• **EXCERPTED RECORDS**

_ _ _ _ _

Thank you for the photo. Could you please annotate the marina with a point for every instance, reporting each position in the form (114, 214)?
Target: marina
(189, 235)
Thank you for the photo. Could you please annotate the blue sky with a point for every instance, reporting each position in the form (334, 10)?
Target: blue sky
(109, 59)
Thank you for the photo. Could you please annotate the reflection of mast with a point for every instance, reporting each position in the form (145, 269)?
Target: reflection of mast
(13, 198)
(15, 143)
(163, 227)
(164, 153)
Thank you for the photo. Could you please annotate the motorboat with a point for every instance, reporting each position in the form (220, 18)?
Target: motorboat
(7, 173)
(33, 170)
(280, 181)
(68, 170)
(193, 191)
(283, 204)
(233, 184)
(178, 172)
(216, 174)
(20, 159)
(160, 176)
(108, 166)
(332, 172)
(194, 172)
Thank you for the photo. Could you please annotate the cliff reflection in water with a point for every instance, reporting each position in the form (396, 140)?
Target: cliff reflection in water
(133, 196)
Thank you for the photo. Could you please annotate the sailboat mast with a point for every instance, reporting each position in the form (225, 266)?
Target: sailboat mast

_ _ _ _ _

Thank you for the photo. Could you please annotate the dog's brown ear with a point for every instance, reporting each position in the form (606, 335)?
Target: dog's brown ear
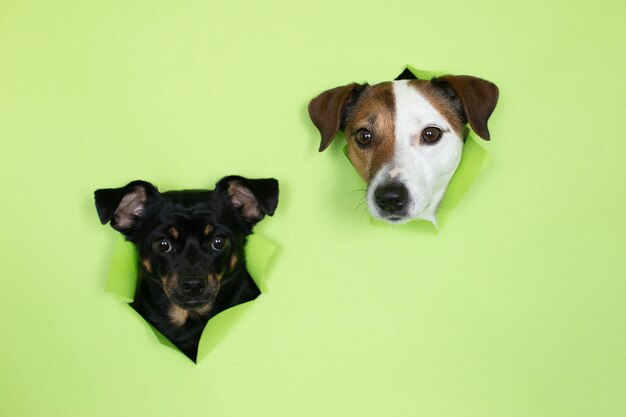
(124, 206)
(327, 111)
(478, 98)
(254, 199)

_ _ _ _ _

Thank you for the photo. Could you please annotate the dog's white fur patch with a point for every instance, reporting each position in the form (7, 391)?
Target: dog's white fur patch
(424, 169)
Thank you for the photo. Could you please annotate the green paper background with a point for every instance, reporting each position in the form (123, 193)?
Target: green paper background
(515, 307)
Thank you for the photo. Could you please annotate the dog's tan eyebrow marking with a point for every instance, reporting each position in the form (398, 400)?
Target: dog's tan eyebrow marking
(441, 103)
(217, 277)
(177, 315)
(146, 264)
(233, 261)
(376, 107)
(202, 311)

_ _ _ _ _

• **THE PROBLEM**
Take the records above and return, word for word, only the lines that fall from the line with "Target: reflection of mast" to the line with "Target: sailboat mast", both of them included.

• **RESULT OF THE EXERCISE**
Target: reflection of mast
(13, 198)
(15, 143)
(163, 227)
(164, 153)
Thank you for the photo. Could you please annotate the motorboat with a point for every instance, reporting each position in the form (220, 18)?
Target: motorboat
(7, 173)
(33, 170)
(280, 181)
(68, 170)
(193, 191)
(283, 204)
(233, 184)
(178, 172)
(216, 174)
(20, 159)
(160, 176)
(108, 166)
(332, 172)
(194, 172)
Thank you for the photo. Could you please annotate the cliff reflection in water with a point for every instance, reporting each position in the form (396, 140)?
Target: cliff reflection in water
(133, 196)
Thank you for the photo. Could you please annotate the sailboat mast with a point for every instance, reporting each position in the form (225, 266)?
Target: sailboat mast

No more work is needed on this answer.